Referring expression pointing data
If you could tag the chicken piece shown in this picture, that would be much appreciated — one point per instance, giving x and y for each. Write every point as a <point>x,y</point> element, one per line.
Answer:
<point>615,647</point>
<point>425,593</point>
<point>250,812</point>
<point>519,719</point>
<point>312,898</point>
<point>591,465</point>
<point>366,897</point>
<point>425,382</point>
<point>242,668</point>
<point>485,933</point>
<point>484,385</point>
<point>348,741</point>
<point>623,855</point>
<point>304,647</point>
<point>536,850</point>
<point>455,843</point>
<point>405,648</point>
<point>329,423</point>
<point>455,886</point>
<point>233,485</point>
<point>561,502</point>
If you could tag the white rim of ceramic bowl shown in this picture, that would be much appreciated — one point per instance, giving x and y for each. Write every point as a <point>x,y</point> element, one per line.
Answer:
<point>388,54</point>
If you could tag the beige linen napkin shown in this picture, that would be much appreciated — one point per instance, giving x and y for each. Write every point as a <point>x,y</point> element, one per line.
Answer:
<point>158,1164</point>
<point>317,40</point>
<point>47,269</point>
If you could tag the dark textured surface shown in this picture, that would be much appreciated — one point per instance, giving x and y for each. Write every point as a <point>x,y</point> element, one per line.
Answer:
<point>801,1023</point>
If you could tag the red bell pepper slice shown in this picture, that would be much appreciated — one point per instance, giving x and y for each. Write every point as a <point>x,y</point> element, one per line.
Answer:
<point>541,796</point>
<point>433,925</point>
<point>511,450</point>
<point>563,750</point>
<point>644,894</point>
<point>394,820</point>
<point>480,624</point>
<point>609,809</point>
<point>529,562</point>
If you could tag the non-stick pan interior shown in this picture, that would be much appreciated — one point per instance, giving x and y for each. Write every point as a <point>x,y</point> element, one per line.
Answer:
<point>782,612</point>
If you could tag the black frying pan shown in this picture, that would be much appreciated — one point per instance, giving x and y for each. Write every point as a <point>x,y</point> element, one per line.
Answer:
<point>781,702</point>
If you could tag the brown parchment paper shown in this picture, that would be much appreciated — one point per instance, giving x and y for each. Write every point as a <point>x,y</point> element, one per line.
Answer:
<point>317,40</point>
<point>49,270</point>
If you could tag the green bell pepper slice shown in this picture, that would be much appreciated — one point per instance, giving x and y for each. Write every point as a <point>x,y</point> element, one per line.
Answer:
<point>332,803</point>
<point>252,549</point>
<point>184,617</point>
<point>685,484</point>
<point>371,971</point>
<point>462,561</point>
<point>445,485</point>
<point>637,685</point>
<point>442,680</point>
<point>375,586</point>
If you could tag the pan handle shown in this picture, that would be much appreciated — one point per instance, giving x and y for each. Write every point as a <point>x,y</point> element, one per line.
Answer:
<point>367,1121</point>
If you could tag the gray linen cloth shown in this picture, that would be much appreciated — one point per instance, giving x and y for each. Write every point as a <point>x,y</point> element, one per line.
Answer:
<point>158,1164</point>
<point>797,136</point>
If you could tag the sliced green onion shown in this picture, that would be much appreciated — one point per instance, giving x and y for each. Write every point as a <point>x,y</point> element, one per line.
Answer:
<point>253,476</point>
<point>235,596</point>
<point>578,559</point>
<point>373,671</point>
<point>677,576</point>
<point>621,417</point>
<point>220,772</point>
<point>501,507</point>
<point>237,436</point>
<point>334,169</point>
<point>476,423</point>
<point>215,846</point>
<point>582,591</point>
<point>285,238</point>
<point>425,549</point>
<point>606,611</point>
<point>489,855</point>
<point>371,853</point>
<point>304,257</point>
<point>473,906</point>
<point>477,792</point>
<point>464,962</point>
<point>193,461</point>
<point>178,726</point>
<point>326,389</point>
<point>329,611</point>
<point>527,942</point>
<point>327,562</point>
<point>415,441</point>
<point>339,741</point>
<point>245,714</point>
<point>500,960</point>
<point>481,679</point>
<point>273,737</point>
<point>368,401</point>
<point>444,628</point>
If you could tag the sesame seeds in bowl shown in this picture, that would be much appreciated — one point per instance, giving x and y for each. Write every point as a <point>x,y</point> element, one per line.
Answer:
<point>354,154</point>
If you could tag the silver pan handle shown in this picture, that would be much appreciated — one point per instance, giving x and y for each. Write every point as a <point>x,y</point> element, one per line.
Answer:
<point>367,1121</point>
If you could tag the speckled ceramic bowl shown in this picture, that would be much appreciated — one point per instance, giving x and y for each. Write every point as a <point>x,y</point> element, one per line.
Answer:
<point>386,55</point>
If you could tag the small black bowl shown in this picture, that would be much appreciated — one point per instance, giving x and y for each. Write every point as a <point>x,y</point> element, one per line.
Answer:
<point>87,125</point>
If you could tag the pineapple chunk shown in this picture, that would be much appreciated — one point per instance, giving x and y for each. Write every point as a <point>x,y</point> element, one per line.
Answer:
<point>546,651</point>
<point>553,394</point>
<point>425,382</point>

What you have to do
Read through the entries and copy every line that includes "black".

Result
If you could tag the black frying pan shown in this picture, that would be much appreciated — one point per instance, giving x and y for each. Write every point as a <point>x,y</point> element, one per line.
If you could tag the small black bowl shown in this picture, that would be much appreciated — one point per instance, giving x and y for each. Write every point as a <point>x,y</point> element, one per line.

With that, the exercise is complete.